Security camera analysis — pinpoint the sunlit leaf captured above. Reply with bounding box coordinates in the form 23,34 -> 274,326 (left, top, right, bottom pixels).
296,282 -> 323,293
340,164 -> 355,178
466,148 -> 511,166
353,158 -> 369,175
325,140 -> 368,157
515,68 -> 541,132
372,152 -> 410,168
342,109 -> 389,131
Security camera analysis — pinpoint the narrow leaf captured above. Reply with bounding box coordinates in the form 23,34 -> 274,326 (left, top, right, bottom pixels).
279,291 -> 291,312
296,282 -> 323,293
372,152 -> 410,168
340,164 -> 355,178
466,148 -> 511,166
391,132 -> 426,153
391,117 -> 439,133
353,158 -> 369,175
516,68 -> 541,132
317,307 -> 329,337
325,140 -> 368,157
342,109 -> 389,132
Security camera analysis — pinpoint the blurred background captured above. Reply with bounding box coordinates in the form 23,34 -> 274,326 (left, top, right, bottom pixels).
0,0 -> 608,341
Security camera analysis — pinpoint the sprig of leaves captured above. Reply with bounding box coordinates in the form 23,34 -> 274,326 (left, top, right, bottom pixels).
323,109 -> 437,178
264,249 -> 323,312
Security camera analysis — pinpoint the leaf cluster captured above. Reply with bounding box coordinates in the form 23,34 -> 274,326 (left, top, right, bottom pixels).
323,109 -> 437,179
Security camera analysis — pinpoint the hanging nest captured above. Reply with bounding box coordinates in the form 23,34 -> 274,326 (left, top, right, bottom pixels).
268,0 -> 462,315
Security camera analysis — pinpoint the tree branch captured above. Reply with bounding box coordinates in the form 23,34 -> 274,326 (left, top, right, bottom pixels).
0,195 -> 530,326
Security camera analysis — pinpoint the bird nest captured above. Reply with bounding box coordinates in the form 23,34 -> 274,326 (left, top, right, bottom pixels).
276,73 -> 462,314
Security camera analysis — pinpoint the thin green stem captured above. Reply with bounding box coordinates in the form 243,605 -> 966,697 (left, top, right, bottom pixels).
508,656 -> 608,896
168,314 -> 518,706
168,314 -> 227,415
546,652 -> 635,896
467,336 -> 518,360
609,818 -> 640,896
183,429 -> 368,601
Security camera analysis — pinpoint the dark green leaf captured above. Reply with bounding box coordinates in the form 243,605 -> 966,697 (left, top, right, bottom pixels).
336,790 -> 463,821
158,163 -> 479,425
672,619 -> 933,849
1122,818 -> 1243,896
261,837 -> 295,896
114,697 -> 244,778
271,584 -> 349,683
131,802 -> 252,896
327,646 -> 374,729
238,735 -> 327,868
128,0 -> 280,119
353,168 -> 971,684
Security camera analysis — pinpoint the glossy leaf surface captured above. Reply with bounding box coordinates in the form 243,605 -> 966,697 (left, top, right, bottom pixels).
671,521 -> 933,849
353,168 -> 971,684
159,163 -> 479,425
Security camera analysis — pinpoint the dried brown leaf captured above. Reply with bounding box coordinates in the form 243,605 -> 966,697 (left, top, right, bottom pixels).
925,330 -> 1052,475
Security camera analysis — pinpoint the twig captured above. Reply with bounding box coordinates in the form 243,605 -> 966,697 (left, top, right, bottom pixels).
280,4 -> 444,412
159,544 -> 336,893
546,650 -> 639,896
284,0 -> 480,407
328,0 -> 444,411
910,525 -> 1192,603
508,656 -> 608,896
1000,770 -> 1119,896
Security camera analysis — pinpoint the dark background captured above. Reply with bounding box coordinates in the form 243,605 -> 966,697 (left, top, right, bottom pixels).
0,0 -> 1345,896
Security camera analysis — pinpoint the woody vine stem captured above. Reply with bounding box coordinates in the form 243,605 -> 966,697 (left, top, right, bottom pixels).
• • • • • • •
*Set problem*:
Edit the lines above, changing each "pinpoint" to "locate" and keeping everything else the same.

*Output for this exercise*:
Security camera analysis — locate the sunlit leaf captured above. Reply with bounding box coordinates in the form 23,34 -> 274,326 (left, top, right, bottom pixels).
296,282 -> 323,293
340,164 -> 355,178
466,148 -> 511,166
353,158 -> 369,175
325,140 -> 368,157
515,68 -> 541,132
372,152 -> 410,168
342,109 -> 389,131
Security camera analysis — locate the narrow leaf captured above. Reply with bounding box coordinates in the form 23,34 -> 274,326 (left, top, right, bottom pixels).
279,291 -> 291,312
296,282 -> 323,293
372,152 -> 410,168
340,164 -> 355,178
466,148 -> 511,166
391,132 -> 426,153
391,117 -> 439,133
353,158 -> 369,175
516,68 -> 541,132
317,307 -> 329,337
325,140 -> 368,157
342,109 -> 389,132
Security camera analysis — locate the blurred background captured above. Reply with bounding box coordinates in the form 23,34 -> 274,326 (left, top, right, bottom pixels).
0,0 -> 608,341
Security camera analysis — locate the sprig of leaves captured above. Reply with bounding box coordinates in the form 23,34 -> 274,326 (left, top, right, bottom pixels).
323,109 -> 437,178
264,249 -> 323,312
Security camera analysis — locate the leaf cluster captured above. Reply with bounding box coordinates in the form 23,34 -> 274,326 (left, top, right, bottom pixels).
323,109 -> 437,179
Security camera analysis — locate the hanging nest captured above. Reply with bounding box coordinates in the form 23,34 -> 274,326 (left, top, right, bottom pixels).
268,0 -> 462,315
Security camera analysis — locate the tree branch captured above. Reply with bounding box coordinates in the form 23,34 -> 274,326 (left, top, right, bottom pixels).
0,195 -> 530,326
Security camera analysis — locate the bird nest captured above. Reply with bounding box coordinates in the form 23,34 -> 274,326 (left, top, right, bottom pixels).
276,73 -> 462,314
Security camera analysis — locate the thin green stem captured above. Reply with bounding box coordinates in the form 243,605 -> 966,697 (left, top, right, bottom pixels).
508,656 -> 608,896
168,314 -> 518,706
168,314 -> 227,415
546,652 -> 635,896
467,336 -> 518,360
609,818 -> 640,896
183,429 -> 368,601
Security camera analysis — locate the dark green leaf captured above. Reply with bounding box coordinates in the form 243,605 -> 966,697 (left, top, right, bottom pixels).
336,790 -> 463,821
158,163 -> 479,425
672,619 -> 933,849
1122,818 -> 1243,896
261,837 -> 295,896
114,697 -> 244,778
271,584 -> 349,683
131,802 -> 252,896
327,646 -> 374,729
238,735 -> 327,868
128,0 -> 280,119
353,168 -> 971,684
Security camera analysis — locate the glossy leaf surface captured above. Reply with bounding box coordinates in the form 243,605 -> 966,697 (left, top, right, bottom pixels).
671,521 -> 933,849
353,168 -> 971,684
159,163 -> 479,425
Security camera analysis — locate the dried brown leaf captured above. Reply with bounding box coordinates in the form 243,605 -> 966,697 (left, top, right, bottom pixels).
925,330 -> 1052,475
Security camera analysis — locate the twig captured above. Reply with bounding box coordinates in the form 243,605 -> 966,697 (left, top, right, bottom pixels).
280,4 -> 444,412
159,544 -> 336,893
546,650 -> 639,896
284,0 -> 480,407
328,0 -> 444,411
910,525 -> 1192,603
508,656 -> 608,896
1000,770 -> 1119,896
Security camera analysis — locate the dark background captured above. Reply with bounding box coordinates in the form 243,605 -> 966,697 (left, top, right, bottom pixels).
0,0 -> 1345,896
Security camera analysis — locate the woody vine stem captured above. Reply with bounding box coordinates in the form 243,605 -> 966,697 (left, top, right, bottom pixels).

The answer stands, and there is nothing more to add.